§ YOUR INSTRUCTIONS:
Give every line of the rows below as a JSON list of strings, one string per line, with blank lines omitted and the pictures left out.

§ RECORDS FOR THE EXERCISE:
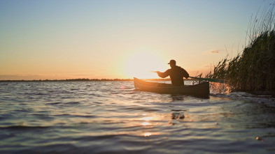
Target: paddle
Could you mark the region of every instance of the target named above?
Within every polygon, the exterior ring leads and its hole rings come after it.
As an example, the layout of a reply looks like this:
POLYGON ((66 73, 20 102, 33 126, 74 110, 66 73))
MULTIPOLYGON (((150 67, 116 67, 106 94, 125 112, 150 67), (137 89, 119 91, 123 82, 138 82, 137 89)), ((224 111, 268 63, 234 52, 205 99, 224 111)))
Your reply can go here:
MULTIPOLYGON (((157 71, 151 71, 152 72, 157 72, 157 71)), ((206 80, 209 82, 219 82, 219 83, 225 83, 224 80, 221 79, 210 79, 210 78, 202 78, 202 77, 189 77, 190 78, 192 79, 202 79, 202 80, 206 80)))
POLYGON ((201 77, 189 77, 190 78, 193 78, 193 79, 202 79, 202 80, 206 80, 206 81, 209 81, 209 82, 219 82, 219 83, 225 83, 224 80, 221 80, 221 79, 210 79, 210 78, 201 78, 201 77))

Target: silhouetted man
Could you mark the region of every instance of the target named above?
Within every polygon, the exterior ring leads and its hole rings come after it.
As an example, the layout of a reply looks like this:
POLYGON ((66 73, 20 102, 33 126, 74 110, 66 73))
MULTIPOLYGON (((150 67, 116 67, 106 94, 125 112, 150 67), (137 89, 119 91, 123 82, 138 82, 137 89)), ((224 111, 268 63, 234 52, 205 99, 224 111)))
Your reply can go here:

§ ANSWER FOR THIS EXERCISE:
[
  "Target: paddle",
  "Could you mark the region of every instance of the target named above?",
  "Within every polygon, the exterior ring leads and its hole rings come after it.",
  "As an example, the layout of a reply looks like this:",
  "POLYGON ((66 73, 20 102, 33 126, 74 110, 66 73))",
  "MULTIPOLYGON (((150 67, 116 67, 106 94, 125 112, 150 67), (137 89, 119 91, 123 82, 138 82, 137 89)), ((224 111, 268 63, 234 52, 205 99, 224 111)))",
  "Your reply can go here:",
  "MULTIPOLYGON (((157 71, 151 71, 152 72, 157 72, 157 71)), ((206 80, 209 82, 219 82, 219 83, 225 83, 224 80, 221 79, 210 79, 210 78, 202 78, 202 77, 189 77, 190 78, 192 79, 202 79, 202 80, 206 80)))",
  "POLYGON ((201 77, 189 77, 190 78, 193 78, 193 79, 202 79, 202 80, 206 80, 206 81, 209 81, 209 82, 219 82, 219 83, 225 83, 224 80, 221 80, 221 79, 210 79, 210 78, 201 78, 201 77))",
  "Target: silhouetted man",
  "Could you mark the region of every instance of the target named above?",
  "Within every polygon, the exterior ring leads and its hole rings come after it.",
  "As an example, the layout of a reply looks like this:",
  "POLYGON ((66 73, 20 102, 33 126, 74 110, 66 73))",
  "MULTIPOLYGON (((150 67, 116 67, 106 94, 125 112, 150 67), (137 89, 119 91, 123 82, 138 82, 137 89)), ((224 111, 268 63, 234 52, 205 99, 224 111)))",
  "Your reply can go here:"
]